[START]

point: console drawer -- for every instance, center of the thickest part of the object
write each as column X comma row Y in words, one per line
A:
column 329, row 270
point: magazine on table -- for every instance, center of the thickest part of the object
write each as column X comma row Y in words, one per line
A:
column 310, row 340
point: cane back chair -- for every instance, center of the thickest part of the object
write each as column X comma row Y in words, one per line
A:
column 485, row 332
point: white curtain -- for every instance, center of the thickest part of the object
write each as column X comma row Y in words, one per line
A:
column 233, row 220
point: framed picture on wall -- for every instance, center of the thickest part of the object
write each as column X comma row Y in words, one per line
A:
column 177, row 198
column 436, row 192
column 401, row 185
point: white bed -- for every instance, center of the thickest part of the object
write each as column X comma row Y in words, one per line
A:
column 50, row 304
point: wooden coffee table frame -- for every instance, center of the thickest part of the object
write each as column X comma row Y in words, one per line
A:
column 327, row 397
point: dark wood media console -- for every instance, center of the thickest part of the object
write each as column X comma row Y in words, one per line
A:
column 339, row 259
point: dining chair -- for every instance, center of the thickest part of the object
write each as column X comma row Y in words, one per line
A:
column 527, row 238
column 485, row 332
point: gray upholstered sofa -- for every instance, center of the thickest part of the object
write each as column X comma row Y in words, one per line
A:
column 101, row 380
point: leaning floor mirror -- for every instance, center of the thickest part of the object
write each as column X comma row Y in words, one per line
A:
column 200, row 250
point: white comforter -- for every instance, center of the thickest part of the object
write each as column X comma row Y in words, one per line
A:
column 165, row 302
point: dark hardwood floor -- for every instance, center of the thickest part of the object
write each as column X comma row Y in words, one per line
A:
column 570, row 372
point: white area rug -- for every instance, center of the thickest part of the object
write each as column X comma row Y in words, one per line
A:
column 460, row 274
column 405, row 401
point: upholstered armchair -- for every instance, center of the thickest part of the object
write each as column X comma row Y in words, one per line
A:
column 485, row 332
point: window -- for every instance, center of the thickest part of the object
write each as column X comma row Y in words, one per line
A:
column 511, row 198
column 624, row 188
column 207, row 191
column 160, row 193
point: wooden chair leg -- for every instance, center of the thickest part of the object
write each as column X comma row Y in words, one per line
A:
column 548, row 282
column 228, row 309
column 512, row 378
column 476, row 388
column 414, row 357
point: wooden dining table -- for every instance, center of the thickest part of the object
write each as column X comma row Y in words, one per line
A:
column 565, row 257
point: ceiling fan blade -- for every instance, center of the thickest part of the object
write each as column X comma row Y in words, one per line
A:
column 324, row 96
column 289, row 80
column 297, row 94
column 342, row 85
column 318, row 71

[END]

» **EXERCISE DIRECTIONS**: Rewrite all the entries above with "thickest" changed to "widest" everywhere, leaving everything else as it is.

» **WRITTEN SOLUTION**:
point: console drawer -- for every instance, center of the widest part of the object
write each as column X comma row Y in words, one per line
A:
column 329, row 270
point: magazine on table -- for every instance, center of the widest part of the object
write each as column X comma row Y in words, one per line
A:
column 310, row 340
point: cane back chair -- for every instance, center of the widest part of the object
write each as column X comma row Y in words, one per line
A:
column 485, row 332
point: white curtain -- for every instance, center of the widest part of the object
write each as column X comma row Y in words, one per line
A:
column 233, row 220
point: framed picture on wall -- for every instance, center of the widest part of the object
write each as column X comma row Y in words, one per line
A:
column 177, row 198
column 436, row 192
column 401, row 185
point: white bed -- for every instance, center of the widest part of the object
write each as column X comma row Y in words, one per line
A:
column 50, row 304
point: wooden coffee table frame -- for every instance, center of the widest part of the object
write each as column X comma row Y in words, one per line
A:
column 327, row 397
point: dark wood media console -- for every instance, center of the widest part of the object
write each as column X comma row Y in words, one per line
A:
column 339, row 259
point: dining chair -- for every instance, center of the widest part of the object
write each as column X comma row Y in words, one per line
A:
column 527, row 238
column 485, row 332
point: gray upholstered sofa -- for every instance, center of the widest part of the object
write each as column X comma row Y in words, one per line
A:
column 101, row 380
point: leaning floor mirror -- for every instance, center of the widest part of the object
write each as column X comma row Y in words, one per line
A:
column 200, row 250
point: white comforter -- for every instance, center of the widest part of the object
write each as column X comma row Y in words, one per line
A:
column 165, row 302
point: dark hardwood floor -- for every instance, center of the widest part of the object
write each as column X comma row Y in words, one per line
A:
column 570, row 372
point: white area rug -- for every instance, center of the widest part of the object
write each as column X comma row Y in words, one per line
A:
column 460, row 274
column 405, row 401
point: upholstered armchair -- for every instance, center of the widest part of the object
write each as column X comma row Y in words, one per line
A:
column 485, row 332
point: window -- for every instance, center of the widest part of the object
write each as column X comma row Y in words, one per line
A:
column 511, row 198
column 624, row 188
column 207, row 191
column 160, row 193
point: wooden chair leg -- for every instance, center of the widest part of the object
write each as column X comma row Y in words, one per line
A:
column 548, row 282
column 228, row 309
column 512, row 378
column 476, row 388
column 414, row 357
point: wooden dining table -- for every instance, center of the widest part of the object
write each as column X comma row Y in words, one per line
A:
column 565, row 257
point: ceiling fan blade -- for every instance, center of the widest part of the object
write each as column X comma row Y in words, one per line
A:
column 324, row 96
column 289, row 80
column 297, row 94
column 342, row 85
column 318, row 71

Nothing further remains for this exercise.